* [What is needed] Reproduce the items word for word, from the very first line through the line that contains "pixel 601 278", including that line.

* [Input rows]
● ● ● ● ●
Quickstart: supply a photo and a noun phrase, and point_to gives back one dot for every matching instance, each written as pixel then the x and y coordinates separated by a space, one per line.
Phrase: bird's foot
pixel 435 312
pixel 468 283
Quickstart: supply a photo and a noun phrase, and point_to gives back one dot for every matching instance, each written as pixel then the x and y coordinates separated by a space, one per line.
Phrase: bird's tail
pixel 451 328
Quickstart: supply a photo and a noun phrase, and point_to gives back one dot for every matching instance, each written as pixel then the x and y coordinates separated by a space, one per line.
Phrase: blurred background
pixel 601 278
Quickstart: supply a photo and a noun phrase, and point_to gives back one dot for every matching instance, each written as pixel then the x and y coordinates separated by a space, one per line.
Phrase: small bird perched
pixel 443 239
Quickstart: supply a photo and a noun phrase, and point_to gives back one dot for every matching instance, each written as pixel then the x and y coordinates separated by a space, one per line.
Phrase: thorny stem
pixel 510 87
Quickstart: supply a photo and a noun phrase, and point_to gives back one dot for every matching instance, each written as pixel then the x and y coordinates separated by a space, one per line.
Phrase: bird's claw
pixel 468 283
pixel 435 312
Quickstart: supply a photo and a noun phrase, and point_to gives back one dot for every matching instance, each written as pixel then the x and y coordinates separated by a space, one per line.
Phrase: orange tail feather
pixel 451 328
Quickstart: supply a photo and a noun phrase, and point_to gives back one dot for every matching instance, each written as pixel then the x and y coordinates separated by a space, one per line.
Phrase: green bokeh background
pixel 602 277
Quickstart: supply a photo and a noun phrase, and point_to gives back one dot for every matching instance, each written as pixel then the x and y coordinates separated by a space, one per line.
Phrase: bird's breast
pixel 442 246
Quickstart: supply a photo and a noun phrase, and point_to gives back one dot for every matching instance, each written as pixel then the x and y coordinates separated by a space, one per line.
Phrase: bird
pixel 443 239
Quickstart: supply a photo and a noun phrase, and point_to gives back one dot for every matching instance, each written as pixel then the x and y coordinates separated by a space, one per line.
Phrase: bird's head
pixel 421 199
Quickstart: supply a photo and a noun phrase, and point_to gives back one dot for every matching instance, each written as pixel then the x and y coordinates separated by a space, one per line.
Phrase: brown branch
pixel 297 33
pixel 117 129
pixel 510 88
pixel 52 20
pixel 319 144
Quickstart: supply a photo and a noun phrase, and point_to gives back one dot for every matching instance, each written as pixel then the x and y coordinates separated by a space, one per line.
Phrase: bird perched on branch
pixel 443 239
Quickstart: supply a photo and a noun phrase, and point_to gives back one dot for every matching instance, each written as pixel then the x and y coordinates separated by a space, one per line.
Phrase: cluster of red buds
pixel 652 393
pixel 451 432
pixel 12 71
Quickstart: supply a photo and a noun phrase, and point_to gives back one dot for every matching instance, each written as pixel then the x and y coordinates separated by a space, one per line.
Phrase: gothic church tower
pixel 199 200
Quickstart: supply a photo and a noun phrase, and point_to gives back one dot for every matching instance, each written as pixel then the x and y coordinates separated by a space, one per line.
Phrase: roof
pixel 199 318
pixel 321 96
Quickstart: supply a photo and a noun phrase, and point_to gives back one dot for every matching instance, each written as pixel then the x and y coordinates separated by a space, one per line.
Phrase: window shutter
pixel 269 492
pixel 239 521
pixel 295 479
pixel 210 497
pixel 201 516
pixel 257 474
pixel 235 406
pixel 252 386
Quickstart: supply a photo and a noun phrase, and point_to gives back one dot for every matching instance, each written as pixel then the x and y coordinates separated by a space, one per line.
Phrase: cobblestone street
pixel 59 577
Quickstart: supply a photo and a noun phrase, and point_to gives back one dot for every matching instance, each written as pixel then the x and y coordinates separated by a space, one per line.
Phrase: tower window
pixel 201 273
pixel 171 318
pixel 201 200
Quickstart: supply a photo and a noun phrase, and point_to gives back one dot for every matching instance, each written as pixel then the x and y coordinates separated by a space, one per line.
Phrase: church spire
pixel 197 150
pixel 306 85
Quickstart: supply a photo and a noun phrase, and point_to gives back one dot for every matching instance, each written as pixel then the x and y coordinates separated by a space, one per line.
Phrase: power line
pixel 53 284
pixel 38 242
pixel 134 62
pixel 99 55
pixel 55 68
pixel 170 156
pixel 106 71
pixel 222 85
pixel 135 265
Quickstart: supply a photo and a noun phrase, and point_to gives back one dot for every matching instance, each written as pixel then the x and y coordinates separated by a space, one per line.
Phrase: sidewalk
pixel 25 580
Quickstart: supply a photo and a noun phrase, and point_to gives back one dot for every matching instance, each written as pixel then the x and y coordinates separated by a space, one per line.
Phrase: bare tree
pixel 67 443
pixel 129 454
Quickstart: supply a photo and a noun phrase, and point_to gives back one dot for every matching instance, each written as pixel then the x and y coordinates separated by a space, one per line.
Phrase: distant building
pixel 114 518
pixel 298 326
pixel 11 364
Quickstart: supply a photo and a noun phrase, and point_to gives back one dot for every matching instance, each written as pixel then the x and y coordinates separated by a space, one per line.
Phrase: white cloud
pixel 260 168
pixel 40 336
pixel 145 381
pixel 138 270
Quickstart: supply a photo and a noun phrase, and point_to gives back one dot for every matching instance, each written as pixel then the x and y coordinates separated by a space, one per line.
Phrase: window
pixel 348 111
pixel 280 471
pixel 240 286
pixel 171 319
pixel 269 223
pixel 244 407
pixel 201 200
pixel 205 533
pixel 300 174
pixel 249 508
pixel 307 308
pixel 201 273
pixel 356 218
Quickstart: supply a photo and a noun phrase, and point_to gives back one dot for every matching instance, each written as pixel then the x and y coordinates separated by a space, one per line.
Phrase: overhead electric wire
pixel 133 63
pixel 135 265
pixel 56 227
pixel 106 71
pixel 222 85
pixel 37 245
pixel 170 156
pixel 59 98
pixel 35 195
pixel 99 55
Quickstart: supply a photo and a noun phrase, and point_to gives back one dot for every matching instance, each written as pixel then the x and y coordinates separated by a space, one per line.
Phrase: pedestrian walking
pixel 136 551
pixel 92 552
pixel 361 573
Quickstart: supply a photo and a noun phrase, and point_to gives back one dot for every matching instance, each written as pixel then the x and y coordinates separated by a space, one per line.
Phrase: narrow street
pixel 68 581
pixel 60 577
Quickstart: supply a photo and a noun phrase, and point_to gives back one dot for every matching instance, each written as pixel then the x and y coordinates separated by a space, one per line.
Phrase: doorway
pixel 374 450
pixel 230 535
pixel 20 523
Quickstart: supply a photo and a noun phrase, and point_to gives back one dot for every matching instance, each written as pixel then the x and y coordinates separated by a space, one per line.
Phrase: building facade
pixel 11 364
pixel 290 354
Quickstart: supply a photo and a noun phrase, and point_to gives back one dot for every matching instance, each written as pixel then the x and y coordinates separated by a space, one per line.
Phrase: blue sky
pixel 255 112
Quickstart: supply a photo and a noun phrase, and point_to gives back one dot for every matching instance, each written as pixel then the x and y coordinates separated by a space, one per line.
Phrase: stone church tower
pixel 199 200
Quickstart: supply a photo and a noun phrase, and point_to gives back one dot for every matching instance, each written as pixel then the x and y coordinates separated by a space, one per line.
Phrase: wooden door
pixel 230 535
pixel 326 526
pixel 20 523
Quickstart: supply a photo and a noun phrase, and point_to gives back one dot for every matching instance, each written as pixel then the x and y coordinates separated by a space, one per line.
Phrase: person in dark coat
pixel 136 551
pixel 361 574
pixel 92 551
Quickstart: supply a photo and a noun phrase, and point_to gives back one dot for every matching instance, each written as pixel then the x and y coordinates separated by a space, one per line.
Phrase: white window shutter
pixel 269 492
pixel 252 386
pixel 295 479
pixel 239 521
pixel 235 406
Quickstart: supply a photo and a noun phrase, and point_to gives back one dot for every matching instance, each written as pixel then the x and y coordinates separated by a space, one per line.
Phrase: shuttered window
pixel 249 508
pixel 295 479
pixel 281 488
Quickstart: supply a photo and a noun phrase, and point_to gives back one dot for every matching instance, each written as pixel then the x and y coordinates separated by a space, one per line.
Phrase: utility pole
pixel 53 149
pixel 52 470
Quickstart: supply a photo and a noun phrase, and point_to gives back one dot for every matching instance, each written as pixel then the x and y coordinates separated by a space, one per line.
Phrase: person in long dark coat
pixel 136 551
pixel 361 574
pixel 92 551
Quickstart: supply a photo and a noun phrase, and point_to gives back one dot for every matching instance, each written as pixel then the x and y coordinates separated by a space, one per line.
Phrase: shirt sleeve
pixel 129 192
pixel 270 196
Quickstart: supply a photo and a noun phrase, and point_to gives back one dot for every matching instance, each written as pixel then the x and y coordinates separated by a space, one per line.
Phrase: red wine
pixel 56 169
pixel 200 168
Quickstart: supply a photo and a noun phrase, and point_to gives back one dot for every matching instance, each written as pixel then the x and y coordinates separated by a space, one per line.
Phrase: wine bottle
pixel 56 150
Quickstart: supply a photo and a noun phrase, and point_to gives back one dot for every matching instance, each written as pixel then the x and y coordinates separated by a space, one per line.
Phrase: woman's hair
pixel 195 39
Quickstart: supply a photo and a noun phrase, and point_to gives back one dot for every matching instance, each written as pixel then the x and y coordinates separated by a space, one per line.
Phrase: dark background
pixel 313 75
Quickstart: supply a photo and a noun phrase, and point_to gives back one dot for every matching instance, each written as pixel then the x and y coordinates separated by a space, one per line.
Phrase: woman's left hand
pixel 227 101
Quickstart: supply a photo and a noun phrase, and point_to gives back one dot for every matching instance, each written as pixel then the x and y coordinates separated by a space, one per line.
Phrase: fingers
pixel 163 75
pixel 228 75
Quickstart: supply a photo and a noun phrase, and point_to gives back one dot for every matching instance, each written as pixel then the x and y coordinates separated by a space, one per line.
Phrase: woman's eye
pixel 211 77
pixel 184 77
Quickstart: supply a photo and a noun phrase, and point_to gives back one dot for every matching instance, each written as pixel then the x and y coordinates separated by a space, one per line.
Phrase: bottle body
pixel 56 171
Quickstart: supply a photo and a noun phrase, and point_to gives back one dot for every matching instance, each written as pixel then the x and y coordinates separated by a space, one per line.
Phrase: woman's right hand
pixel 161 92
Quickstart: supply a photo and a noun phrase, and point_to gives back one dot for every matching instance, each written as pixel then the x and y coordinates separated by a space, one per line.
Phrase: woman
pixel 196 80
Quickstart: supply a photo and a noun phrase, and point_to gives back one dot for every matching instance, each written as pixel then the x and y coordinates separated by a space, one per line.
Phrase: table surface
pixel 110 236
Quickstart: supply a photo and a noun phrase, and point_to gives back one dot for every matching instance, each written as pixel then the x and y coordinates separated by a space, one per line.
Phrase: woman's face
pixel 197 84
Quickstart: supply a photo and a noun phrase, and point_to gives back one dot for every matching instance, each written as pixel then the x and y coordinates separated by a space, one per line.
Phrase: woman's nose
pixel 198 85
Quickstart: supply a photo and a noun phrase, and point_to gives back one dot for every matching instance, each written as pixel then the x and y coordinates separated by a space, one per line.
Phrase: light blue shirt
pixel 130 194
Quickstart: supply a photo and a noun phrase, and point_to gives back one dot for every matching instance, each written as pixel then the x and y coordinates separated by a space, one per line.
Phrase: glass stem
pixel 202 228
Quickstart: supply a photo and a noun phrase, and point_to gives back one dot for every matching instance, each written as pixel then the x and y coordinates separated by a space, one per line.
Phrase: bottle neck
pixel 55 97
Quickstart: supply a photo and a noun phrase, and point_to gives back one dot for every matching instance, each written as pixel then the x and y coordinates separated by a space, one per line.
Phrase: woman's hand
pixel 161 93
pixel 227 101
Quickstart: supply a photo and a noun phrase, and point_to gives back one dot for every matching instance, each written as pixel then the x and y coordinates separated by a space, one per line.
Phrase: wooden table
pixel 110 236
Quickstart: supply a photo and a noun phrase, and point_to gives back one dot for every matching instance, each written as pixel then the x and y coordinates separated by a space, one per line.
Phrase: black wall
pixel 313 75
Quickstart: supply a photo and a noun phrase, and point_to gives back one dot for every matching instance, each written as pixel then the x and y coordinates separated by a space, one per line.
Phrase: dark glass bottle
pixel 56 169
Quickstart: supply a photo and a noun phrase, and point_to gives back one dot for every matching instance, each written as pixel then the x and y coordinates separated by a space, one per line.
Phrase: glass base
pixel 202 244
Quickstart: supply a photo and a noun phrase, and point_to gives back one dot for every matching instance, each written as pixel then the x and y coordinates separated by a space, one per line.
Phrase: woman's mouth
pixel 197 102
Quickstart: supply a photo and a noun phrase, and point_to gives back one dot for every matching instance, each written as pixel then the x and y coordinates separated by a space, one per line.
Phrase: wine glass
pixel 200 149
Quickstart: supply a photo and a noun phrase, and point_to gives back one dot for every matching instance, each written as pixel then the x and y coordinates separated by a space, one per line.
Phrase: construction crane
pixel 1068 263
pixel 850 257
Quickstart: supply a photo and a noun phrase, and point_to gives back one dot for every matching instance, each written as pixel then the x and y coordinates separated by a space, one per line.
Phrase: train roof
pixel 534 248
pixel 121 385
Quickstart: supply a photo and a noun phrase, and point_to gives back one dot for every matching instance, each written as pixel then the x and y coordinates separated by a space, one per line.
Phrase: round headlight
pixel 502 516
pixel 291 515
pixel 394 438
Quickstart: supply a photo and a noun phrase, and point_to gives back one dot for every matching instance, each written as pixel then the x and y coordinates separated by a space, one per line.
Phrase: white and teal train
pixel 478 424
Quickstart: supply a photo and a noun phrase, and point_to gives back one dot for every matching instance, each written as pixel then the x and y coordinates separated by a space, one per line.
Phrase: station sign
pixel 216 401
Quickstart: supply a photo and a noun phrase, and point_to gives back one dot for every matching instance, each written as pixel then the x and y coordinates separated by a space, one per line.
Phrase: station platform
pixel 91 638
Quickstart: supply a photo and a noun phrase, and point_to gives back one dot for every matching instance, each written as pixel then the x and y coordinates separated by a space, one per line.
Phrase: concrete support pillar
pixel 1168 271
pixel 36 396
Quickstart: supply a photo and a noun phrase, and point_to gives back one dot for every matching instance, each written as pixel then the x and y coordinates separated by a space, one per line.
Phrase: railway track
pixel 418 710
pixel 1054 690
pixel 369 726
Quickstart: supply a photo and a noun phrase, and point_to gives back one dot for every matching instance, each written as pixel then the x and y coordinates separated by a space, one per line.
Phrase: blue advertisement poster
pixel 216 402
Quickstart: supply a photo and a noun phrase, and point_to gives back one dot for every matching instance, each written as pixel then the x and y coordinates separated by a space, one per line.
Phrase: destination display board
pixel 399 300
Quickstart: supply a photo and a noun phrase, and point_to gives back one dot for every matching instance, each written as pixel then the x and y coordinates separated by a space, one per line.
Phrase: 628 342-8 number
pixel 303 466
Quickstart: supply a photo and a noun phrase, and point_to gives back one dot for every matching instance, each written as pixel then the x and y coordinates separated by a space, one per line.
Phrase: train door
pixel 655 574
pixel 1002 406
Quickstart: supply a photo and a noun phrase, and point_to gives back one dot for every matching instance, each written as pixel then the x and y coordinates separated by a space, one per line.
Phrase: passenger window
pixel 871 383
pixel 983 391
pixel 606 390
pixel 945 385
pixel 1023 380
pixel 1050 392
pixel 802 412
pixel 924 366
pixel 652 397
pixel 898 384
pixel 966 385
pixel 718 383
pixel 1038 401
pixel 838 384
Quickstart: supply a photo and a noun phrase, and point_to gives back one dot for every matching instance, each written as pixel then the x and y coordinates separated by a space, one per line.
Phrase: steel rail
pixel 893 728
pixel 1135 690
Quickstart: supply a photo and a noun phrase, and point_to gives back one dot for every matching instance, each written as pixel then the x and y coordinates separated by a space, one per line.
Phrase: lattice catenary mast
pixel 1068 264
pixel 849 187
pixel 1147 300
● ● ● ● ●
* [Task solution]
Quickstart: supply a photo and a noun phrase, and point_to gives back one dot for every matching instance, each written as pixel then the x and y coordinates separated by a space, one per line.
Phrase: bird's foot
pixel 435 312
pixel 468 283
Quickstart: supply a photo and a noun phrase, and point_to gives back one dot for every matching instance, each written as pixel then the x and y coordinates separated by a space, one per line.
Phrase: bird's tail
pixel 451 328
Quickstart: supply a photo and a noun phrase, and point_to gives back one dot for every matching instance, each written as pixel then the x and y coordinates separated by a space, one per line.
Phrase: blurred background
pixel 601 278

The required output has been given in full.